Rewrite the items from the start through the line containing "[[190, 286], [226, 263]]", changing "Found at" to "Located at" and leaving everything else the same. Leave the pictures out.
═════ Entries shown
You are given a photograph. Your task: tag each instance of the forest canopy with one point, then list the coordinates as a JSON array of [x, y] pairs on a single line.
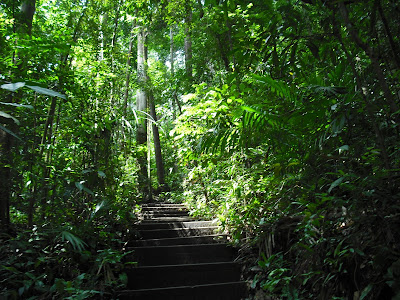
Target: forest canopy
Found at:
[[278, 117]]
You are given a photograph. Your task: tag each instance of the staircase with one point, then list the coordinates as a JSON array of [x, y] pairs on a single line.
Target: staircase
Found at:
[[180, 258]]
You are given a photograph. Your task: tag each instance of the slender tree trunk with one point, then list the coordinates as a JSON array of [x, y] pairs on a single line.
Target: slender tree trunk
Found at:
[[157, 144], [23, 26], [371, 53], [128, 70], [172, 62], [141, 107]]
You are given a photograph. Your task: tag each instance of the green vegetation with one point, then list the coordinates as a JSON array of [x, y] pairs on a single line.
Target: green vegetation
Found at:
[[279, 117]]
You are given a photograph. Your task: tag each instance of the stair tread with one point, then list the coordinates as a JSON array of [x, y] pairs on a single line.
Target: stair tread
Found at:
[[190, 286], [226, 263]]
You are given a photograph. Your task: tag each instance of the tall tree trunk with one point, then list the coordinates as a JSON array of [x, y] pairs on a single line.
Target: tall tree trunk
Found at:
[[141, 107], [23, 25], [172, 62], [372, 54], [128, 70], [157, 144]]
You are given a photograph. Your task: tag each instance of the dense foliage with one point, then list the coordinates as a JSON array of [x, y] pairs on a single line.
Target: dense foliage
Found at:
[[279, 117]]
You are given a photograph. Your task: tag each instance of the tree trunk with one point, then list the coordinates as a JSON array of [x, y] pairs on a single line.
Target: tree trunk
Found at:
[[128, 70], [172, 62], [188, 42], [141, 107], [23, 26], [371, 53], [157, 144]]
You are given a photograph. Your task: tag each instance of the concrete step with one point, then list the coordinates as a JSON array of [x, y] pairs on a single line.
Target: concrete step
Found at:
[[168, 219], [218, 291], [181, 254], [190, 240], [167, 225], [163, 204], [157, 214], [165, 208], [182, 275], [177, 232]]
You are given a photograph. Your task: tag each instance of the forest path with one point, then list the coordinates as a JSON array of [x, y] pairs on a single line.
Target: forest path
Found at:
[[181, 258]]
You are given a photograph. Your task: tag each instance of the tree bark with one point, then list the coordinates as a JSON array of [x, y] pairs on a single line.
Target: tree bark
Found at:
[[157, 144], [24, 21], [128, 70], [141, 107], [188, 42], [172, 62], [371, 53]]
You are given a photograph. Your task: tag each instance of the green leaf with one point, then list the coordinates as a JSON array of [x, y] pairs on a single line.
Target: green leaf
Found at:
[[335, 183], [6, 115], [10, 132], [12, 86], [366, 291], [45, 91], [76, 242]]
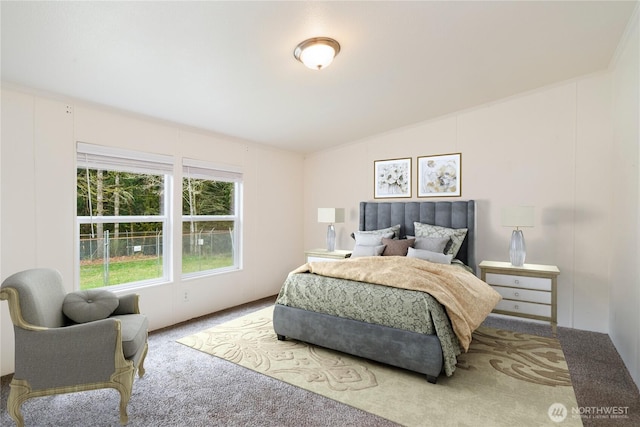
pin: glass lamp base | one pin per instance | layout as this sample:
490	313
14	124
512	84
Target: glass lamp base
517	249
331	238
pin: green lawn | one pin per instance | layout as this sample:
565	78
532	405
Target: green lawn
133	269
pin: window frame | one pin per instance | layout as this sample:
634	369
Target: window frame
198	169
96	157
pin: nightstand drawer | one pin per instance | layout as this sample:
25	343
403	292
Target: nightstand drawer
321	259
527	295
540	283
524	308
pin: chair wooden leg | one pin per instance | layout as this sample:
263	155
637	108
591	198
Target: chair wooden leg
141	370
17	395
122	381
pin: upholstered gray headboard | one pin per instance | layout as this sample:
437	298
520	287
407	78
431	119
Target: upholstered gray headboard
458	214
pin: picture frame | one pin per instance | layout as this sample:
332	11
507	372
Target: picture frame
392	178
440	175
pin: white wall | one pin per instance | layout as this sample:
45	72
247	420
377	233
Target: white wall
549	148
38	202
625	224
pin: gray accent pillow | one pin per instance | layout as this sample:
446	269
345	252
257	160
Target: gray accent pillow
397	247
436	257
393	229
456	235
371	239
360	250
90	305
433	244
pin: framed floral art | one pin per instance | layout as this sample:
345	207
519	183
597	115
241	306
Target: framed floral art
392	178
439	176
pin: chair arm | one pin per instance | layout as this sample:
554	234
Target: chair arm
67	356
129	304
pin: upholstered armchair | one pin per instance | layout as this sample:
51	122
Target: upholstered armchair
72	342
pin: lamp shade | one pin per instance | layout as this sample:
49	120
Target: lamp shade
331	215
518	216
317	53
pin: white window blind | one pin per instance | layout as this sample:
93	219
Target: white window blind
198	169
117	159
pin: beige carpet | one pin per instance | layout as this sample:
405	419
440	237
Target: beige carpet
505	379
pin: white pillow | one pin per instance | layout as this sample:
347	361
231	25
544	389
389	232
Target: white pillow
360	250
430	256
364	238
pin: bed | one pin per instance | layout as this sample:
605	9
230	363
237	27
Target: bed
403	327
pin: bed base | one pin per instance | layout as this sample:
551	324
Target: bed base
405	349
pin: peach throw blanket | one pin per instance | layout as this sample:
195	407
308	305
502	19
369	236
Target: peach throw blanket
467	299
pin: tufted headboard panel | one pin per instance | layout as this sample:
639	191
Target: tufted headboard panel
458	214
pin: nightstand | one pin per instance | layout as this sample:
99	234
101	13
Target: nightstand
529	291
316	255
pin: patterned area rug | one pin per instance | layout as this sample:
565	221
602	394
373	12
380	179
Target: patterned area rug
505	379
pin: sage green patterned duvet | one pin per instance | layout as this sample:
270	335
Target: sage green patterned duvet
383	305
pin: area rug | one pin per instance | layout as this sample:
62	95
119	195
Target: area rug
505	379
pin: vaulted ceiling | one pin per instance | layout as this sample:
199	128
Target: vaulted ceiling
228	67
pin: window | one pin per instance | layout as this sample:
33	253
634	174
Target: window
210	218
123	216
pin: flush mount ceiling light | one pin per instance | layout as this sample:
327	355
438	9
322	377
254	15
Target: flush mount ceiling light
317	53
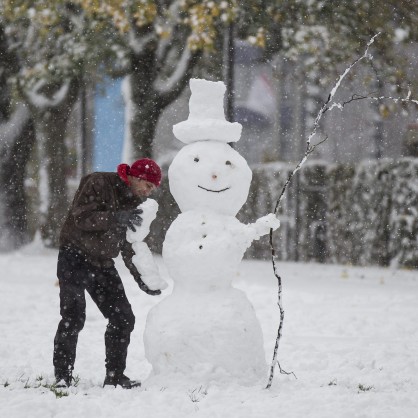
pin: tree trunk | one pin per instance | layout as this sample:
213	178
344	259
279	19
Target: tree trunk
56	166
144	117
52	128
15	232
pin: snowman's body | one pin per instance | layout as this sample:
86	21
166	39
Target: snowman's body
207	330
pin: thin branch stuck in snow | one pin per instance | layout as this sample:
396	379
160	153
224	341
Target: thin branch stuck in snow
328	105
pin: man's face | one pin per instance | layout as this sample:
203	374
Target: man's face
141	187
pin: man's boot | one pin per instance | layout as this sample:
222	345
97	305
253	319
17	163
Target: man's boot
63	378
119	379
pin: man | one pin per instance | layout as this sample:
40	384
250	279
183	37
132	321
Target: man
94	233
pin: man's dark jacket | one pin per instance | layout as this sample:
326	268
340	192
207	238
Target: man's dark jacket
91	227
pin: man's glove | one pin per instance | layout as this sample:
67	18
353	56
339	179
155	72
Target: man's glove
129	218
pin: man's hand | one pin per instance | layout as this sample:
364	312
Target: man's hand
129	218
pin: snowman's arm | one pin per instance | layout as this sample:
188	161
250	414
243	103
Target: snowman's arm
128	253
262	226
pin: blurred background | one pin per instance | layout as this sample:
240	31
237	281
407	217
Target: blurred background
85	85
══════════
Result below:
You are given a photograph. Your task: tag each instance of the forest canopy with one point, then list the coordinates as a JSON array of [x, y] pairs on a single line.
Target: forest canopy
Located at:
[[278, 117]]
You are given a photograph. Your task: tag each instance of the staircase with one point, then list the coordinates as a JSON array of [x, y] pairs on a single line.
Target: staircase
Located at:
[[180, 258]]
You are given a photograph. Your task: tag each instance of the slender tree trunk with one point, then list the coordinates as a JSON array of [x, y] pairs on a single line.
Target: slender tree trunk
Located at:
[[157, 144], [23, 26], [371, 53], [128, 70], [172, 62], [141, 107]]
You are given a photograph. Your task: tag each instance of the green vegetation with one point, then list the coordinates as a JSON array of [x, y] pairs on a single line.
Target: green vegetation
Located at:
[[279, 117]]
You are given a photograph. Your task: tag each instance of the stair tread with one point, then list the coordinates as a JSON array of [x, y] pairs on a single line.
Target: stair tread
Located at:
[[190, 286], [226, 263]]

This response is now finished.